• PROBLEM: Write out every entry again exactly as it stands.

^^^^

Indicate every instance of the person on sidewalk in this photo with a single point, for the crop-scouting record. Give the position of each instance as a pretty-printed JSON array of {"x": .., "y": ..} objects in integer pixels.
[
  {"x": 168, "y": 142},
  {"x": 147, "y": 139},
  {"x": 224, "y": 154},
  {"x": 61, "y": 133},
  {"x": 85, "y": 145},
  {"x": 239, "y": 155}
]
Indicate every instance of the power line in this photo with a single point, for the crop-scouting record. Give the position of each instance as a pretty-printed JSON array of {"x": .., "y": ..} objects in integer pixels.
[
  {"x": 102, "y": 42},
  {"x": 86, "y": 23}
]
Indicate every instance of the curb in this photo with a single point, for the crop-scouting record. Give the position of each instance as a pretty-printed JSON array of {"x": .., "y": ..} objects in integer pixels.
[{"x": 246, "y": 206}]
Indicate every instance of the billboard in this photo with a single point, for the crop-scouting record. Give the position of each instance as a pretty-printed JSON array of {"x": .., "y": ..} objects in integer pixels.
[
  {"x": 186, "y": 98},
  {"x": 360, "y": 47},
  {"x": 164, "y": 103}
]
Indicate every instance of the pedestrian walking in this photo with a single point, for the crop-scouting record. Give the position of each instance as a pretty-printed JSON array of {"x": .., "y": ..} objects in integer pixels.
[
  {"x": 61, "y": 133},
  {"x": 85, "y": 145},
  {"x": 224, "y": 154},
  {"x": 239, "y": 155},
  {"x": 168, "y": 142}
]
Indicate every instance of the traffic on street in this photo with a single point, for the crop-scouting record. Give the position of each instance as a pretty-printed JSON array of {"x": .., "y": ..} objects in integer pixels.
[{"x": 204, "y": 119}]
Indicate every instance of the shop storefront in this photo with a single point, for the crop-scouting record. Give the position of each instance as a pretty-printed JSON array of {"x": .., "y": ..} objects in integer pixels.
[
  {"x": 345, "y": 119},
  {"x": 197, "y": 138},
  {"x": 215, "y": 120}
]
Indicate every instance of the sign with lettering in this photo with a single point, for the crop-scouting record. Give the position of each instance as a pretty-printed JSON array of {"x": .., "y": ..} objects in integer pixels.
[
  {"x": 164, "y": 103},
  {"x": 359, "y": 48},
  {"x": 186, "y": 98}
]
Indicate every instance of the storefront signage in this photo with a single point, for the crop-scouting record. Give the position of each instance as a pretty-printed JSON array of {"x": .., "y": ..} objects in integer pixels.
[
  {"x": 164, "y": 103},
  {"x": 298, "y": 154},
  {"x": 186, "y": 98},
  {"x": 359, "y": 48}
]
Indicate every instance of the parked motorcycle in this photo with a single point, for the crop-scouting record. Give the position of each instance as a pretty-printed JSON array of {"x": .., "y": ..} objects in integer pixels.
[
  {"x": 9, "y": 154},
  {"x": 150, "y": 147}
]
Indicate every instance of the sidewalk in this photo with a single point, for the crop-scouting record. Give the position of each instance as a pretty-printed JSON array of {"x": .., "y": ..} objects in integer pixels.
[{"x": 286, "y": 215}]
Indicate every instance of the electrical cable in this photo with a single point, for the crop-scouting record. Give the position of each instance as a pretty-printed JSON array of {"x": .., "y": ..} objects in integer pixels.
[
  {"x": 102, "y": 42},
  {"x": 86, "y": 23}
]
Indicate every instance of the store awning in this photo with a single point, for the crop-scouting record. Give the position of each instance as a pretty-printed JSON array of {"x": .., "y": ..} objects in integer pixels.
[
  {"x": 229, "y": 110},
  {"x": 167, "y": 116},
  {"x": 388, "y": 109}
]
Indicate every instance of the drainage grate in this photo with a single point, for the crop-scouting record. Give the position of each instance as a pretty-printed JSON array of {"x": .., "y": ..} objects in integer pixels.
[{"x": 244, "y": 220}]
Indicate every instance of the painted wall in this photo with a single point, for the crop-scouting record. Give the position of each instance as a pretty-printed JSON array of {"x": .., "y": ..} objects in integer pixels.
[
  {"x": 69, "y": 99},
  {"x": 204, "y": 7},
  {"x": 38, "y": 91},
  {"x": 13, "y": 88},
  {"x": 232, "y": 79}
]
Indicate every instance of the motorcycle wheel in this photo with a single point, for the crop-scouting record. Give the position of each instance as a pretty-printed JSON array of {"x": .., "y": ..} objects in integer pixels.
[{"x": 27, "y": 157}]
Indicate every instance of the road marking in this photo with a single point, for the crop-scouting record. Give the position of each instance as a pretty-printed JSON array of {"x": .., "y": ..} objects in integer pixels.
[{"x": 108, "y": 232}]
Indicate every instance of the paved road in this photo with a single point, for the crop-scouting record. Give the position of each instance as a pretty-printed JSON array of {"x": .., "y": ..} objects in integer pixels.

^^^^

• RESULT OF THIS TASK:
Indicate every instance of the person on sidewalk in this photo with a single point, for the crop-scouting record. Give the position of each instance as a pretty-printed JSON array of {"x": .., "y": ..} objects in integer pixels.
[
  {"x": 168, "y": 142},
  {"x": 147, "y": 139},
  {"x": 224, "y": 154},
  {"x": 61, "y": 133},
  {"x": 85, "y": 145},
  {"x": 239, "y": 155}
]
Indicate every instance of the power line in this photo with a single point, for the crop-scouting record. Give the position of each instance as a pretty-printed JSON array of {"x": .., "y": ..} objects in integer pixels.
[
  {"x": 102, "y": 42},
  {"x": 86, "y": 23}
]
Indicate every instance of the curb in this photo with a single point, for the crop-scouting record. Give the position of each instance as a pretty-printed JSON array of {"x": .., "y": ..} objects in integer pixels.
[{"x": 246, "y": 206}]
Indicate every instance of the billboard in this photo with a single point, for the crop-scouting record. Give the position of each instance as a pretty-printed JSON array of {"x": .., "y": ..} objects in integer pixels.
[
  {"x": 186, "y": 98},
  {"x": 360, "y": 47},
  {"x": 164, "y": 103}
]
Indicate every instance of the pedestrian walking in this photo with a single point, for the crop-scouting record. Give the position of each instance as a pretty-printed JSON array of {"x": .., "y": ..} objects in integer pixels.
[
  {"x": 61, "y": 133},
  {"x": 85, "y": 145},
  {"x": 224, "y": 154},
  {"x": 239, "y": 155},
  {"x": 168, "y": 142}
]
Indicate every instance of the traffic on street in this photo with a single point, for the crop-scouting record. Give the position of each instance as a pretty-printed JSON array of {"x": .., "y": ..} objects in integer pixels.
[{"x": 204, "y": 119}]
Indicate every instance of the shop storefront in this photo with a single point, for the crop-scouting record. Give the position of each instance as a pretty-printed JSON array of {"x": .., "y": ..} objects in integer pixels.
[
  {"x": 345, "y": 119},
  {"x": 197, "y": 138},
  {"x": 215, "y": 120}
]
Indicate every instance of the sign with lettering in this photo with a single point, for the crop-scouting record. Give the position of each instance as a pretty-printed JSON array of {"x": .., "y": ..} objects in integer pixels.
[
  {"x": 164, "y": 103},
  {"x": 359, "y": 48},
  {"x": 186, "y": 98}
]
Indicate every instance of the storefront signage in this photo with a single point, for the crop-scouting record. Give the position of each instance as a pretty-printed JSON array of {"x": .., "y": ..} objects in integer pixels.
[
  {"x": 164, "y": 103},
  {"x": 298, "y": 154},
  {"x": 186, "y": 98},
  {"x": 359, "y": 48}
]
Indicate every instance of the parked motorcycle in this photo with a single point, for the crop-scouting record. Give the position of each instance as a pretty-printed JSON array of {"x": .., "y": ..} objects in integer pixels.
[
  {"x": 9, "y": 154},
  {"x": 150, "y": 147}
]
Indicate every instance of the sidewalk in this photo with a single point, for the crop-scouting record. Give the position of each instance as a pretty-printed JSON array of {"x": .., "y": ..} objects in integer pixels.
[{"x": 286, "y": 215}]
Indicate every instance of the electrical cable in this photo with a single point, for the crop-scouting record. Give the position of each instance as a pretty-printed JSON array of {"x": .., "y": ..} objects in integer pixels.
[
  {"x": 102, "y": 42},
  {"x": 86, "y": 23}
]
Indicate every instance of the store awning in this photo with a single point, for the crop-scouting record. Give the position of each instance as a pretty-printed JSON array of {"x": .., "y": ..} objects in integer pixels.
[
  {"x": 229, "y": 110},
  {"x": 167, "y": 116},
  {"x": 388, "y": 109}
]
Indicate every instance of the drainage grate in this photo with a single point, for the crop-scouting record. Give the position of each instance as a pretty-printed JSON array of {"x": .., "y": ..} objects in integer pixels.
[{"x": 244, "y": 220}]
Indicate every instance of the painted wall in this photo with a single point, for the crop-scouting record. Give the position of each instance as a pretty-printed JSON array of {"x": .., "y": ..} objects in integer pixels.
[
  {"x": 69, "y": 99},
  {"x": 204, "y": 7},
  {"x": 38, "y": 91},
  {"x": 13, "y": 88},
  {"x": 232, "y": 79}
]
Indicate every instance of the motorcycle wheel in this photo with a single point, for the crop-scouting record. Give the position of each instance as a pretty-printed JSON array of {"x": .., "y": ..} objects in integer pixels.
[{"x": 27, "y": 157}]
Indicate every instance of the road marking in this photo with a single point, for the crop-scouting record. Give the position of each instance as a pretty-printed JSON array of {"x": .., "y": ..} objects in integer pixels.
[{"x": 108, "y": 232}]
Indicate every instance of the paved road in this photo with a single point, for the crop-scouting record. Give the position of each instance as a pretty-printed JSON array of {"x": .., "y": ..} objects in integer pixels.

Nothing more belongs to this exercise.